Extracted entries:
---------------

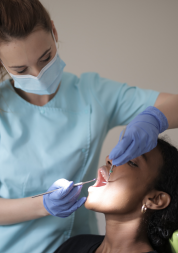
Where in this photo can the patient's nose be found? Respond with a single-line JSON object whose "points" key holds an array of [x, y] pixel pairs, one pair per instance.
{"points": [[108, 161]]}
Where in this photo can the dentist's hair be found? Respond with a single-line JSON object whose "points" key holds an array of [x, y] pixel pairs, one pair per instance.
{"points": [[18, 18], [163, 223]]}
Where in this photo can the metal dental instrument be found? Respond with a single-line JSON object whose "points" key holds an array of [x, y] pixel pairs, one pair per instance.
{"points": [[111, 170], [81, 183]]}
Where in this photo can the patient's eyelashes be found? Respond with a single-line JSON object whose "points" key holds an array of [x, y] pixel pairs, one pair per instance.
{"points": [[130, 163]]}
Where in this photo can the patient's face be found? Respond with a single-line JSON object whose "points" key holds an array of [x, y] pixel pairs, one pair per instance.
{"points": [[127, 186]]}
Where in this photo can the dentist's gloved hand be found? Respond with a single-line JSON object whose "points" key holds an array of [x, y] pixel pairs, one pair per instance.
{"points": [[140, 136], [63, 202]]}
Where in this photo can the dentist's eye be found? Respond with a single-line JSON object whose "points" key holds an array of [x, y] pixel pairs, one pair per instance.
{"points": [[23, 71], [130, 163], [49, 57]]}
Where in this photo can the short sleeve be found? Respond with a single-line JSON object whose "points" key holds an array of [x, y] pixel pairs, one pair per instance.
{"points": [[121, 102]]}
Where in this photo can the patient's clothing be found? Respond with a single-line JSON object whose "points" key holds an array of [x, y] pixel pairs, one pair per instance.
{"points": [[83, 244]]}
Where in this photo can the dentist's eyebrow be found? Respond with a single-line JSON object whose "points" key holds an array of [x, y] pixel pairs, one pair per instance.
{"points": [[24, 66], [144, 157]]}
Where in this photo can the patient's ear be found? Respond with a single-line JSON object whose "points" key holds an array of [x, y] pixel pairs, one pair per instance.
{"points": [[157, 200]]}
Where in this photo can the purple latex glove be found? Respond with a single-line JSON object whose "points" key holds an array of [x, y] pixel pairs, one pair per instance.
{"points": [[140, 136], [63, 202]]}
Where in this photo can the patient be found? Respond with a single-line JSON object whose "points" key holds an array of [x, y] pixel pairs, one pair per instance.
{"points": [[140, 203]]}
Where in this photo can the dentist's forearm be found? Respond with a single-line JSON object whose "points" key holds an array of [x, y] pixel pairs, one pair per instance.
{"points": [[19, 210], [168, 105]]}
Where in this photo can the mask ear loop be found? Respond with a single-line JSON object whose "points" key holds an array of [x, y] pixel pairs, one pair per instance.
{"points": [[57, 47]]}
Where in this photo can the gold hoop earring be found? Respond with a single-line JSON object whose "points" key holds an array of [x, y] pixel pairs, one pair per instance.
{"points": [[144, 208]]}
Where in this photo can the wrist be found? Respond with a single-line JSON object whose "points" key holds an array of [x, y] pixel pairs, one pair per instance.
{"points": [[42, 210], [159, 116]]}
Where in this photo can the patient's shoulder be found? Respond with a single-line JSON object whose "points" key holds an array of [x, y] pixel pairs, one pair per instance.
{"points": [[81, 243]]}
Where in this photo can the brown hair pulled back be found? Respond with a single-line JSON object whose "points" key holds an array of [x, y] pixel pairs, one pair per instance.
{"points": [[18, 18]]}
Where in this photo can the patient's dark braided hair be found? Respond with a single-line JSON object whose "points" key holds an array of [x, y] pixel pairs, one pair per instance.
{"points": [[163, 223]]}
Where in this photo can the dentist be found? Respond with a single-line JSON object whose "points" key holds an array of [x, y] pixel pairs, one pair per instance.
{"points": [[52, 126]]}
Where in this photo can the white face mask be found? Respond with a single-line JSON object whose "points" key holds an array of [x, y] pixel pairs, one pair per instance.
{"points": [[46, 82]]}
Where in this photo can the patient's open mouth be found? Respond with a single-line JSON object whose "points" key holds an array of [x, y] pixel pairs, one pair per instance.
{"points": [[102, 177]]}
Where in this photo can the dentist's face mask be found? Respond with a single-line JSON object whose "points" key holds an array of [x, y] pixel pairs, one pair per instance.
{"points": [[46, 82]]}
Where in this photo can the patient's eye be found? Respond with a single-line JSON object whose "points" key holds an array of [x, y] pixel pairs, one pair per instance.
{"points": [[132, 164]]}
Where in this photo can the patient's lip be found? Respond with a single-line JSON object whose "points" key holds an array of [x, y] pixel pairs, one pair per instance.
{"points": [[103, 170]]}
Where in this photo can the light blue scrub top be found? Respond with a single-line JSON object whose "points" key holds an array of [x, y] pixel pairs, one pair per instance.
{"points": [[63, 139]]}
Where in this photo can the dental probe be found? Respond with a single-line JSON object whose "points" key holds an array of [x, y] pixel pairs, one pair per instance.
{"points": [[111, 170], [81, 183]]}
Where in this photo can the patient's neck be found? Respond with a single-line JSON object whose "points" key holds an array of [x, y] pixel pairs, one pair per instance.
{"points": [[124, 235]]}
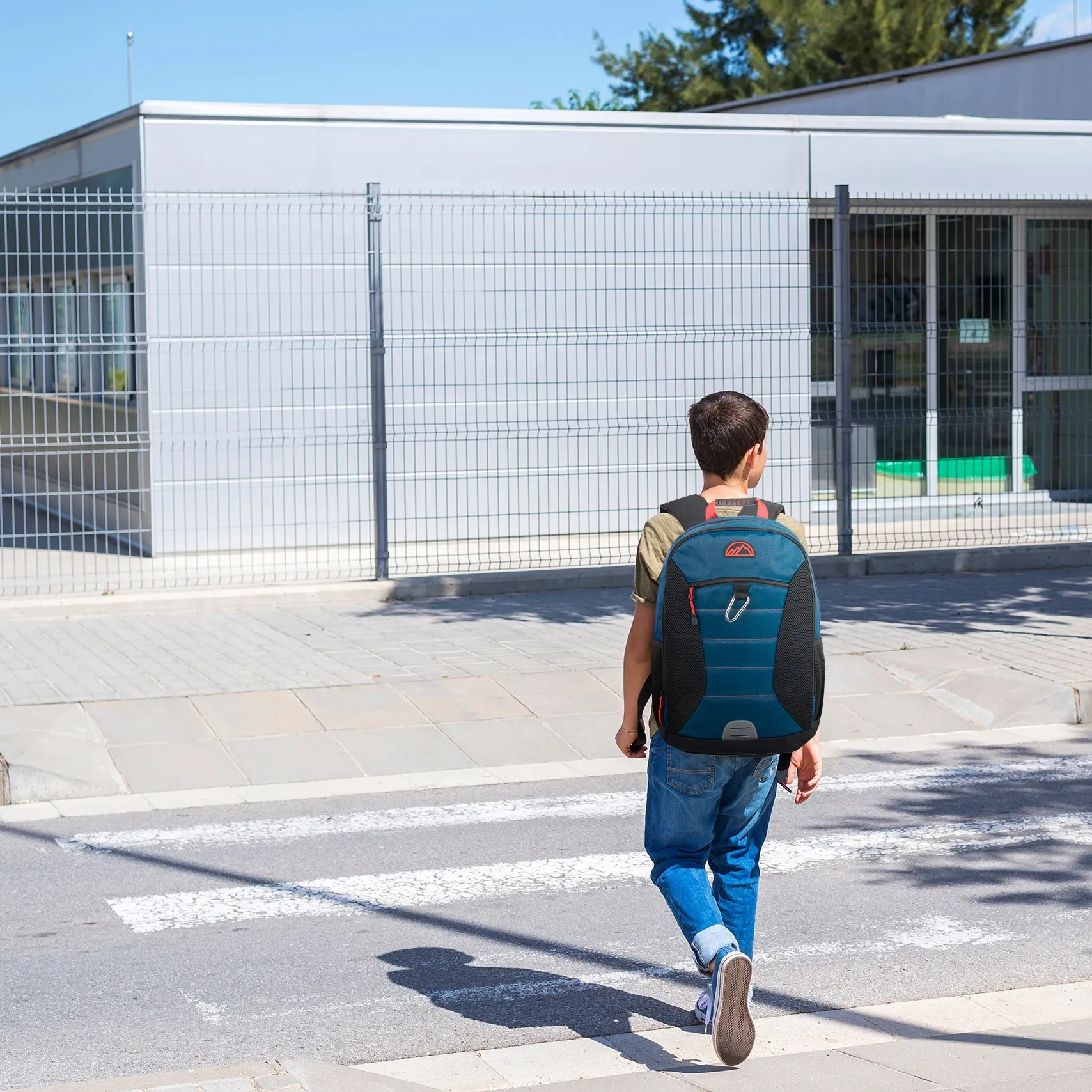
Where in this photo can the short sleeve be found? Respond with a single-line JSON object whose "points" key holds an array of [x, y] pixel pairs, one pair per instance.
{"points": [[659, 534], [796, 527]]}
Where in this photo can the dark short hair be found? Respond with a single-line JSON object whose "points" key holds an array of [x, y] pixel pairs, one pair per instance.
{"points": [[723, 428]]}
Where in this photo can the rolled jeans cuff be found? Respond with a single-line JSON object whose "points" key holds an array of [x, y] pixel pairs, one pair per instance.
{"points": [[708, 942]]}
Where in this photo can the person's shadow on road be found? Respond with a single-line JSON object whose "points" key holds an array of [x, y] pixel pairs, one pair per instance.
{"points": [[516, 997]]}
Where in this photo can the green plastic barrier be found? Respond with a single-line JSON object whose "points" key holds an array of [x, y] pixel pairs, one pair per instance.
{"points": [[983, 467]]}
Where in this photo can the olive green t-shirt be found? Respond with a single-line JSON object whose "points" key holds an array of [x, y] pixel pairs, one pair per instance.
{"points": [[659, 534]]}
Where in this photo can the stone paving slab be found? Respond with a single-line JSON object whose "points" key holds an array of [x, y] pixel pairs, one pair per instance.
{"points": [[176, 700]]}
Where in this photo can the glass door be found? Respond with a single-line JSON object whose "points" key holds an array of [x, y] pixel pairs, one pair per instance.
{"points": [[974, 296]]}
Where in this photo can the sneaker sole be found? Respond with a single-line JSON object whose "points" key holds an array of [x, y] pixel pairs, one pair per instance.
{"points": [[733, 1028]]}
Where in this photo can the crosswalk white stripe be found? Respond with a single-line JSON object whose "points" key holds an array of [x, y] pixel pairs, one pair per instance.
{"points": [[932, 932], [430, 887], [586, 806]]}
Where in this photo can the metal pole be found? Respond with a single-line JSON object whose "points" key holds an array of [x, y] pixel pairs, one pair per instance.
{"points": [[932, 359], [378, 378], [843, 441]]}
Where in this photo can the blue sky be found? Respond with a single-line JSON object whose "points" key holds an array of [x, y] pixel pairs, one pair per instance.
{"points": [[65, 61]]}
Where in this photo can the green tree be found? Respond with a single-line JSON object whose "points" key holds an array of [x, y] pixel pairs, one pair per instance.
{"points": [[578, 102], [820, 41], [737, 49]]}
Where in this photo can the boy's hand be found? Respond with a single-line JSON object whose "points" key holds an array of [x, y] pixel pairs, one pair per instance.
{"points": [[626, 738], [805, 769]]}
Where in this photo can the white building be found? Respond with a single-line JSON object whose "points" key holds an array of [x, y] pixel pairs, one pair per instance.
{"points": [[243, 419]]}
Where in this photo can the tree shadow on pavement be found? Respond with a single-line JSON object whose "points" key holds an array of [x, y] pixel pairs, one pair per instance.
{"points": [[517, 997], [961, 602], [1018, 848]]}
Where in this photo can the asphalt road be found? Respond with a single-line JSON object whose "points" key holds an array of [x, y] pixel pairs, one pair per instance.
{"points": [[370, 928]]}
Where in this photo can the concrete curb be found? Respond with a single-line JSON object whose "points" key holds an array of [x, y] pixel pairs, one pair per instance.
{"points": [[456, 586], [940, 561], [473, 777]]}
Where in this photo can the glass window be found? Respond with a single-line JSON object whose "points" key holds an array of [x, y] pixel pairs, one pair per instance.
{"points": [[1059, 297], [20, 343], [1058, 438], [117, 338], [888, 355], [974, 268], [66, 340]]}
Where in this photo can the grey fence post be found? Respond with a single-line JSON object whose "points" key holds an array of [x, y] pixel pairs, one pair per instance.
{"points": [[843, 394], [378, 379]]}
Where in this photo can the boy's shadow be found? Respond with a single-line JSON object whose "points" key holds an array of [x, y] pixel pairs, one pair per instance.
{"points": [[516, 997]]}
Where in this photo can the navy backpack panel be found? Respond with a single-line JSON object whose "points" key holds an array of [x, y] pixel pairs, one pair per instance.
{"points": [[737, 662]]}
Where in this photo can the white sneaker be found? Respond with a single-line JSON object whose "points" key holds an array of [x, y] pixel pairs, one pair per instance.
{"points": [[731, 1020], [703, 1008]]}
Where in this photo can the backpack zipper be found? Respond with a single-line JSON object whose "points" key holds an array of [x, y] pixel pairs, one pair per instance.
{"points": [[735, 580]]}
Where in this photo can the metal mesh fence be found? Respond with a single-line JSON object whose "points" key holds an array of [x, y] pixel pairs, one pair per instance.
{"points": [[543, 352], [187, 380]]}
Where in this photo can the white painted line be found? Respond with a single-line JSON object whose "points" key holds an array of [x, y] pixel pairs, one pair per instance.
{"points": [[353, 894], [246, 832], [586, 806], [936, 777]]}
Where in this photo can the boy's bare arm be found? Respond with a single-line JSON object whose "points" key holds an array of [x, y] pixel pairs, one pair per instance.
{"points": [[636, 667], [805, 769]]}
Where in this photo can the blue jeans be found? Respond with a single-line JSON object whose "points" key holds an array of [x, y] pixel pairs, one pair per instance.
{"points": [[709, 809]]}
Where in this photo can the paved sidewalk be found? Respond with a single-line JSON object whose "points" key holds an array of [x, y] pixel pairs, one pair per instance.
{"points": [[285, 692], [1013, 1041]]}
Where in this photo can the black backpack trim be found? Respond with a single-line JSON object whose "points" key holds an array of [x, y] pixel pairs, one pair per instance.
{"points": [[692, 511]]}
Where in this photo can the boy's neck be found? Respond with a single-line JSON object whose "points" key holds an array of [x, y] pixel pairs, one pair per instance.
{"points": [[718, 488]]}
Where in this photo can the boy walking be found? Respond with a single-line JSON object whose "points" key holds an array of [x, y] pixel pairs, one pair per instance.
{"points": [[711, 789]]}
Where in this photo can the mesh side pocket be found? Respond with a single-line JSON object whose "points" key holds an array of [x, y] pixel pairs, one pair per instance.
{"points": [[794, 661], [684, 658]]}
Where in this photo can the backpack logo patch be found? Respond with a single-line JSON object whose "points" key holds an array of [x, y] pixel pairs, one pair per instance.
{"points": [[740, 549]]}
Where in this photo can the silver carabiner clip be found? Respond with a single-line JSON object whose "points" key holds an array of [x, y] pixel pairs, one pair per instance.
{"points": [[740, 595]]}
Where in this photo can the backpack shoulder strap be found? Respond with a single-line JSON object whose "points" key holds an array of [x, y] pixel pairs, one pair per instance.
{"points": [[690, 511], [763, 509]]}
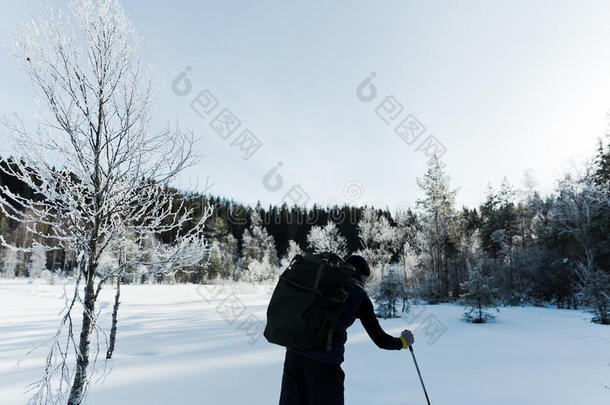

---------------

Problem statement:
Count the lines in the items above that contain the string "tree", treating case as significant. Give only the number.

Result below:
2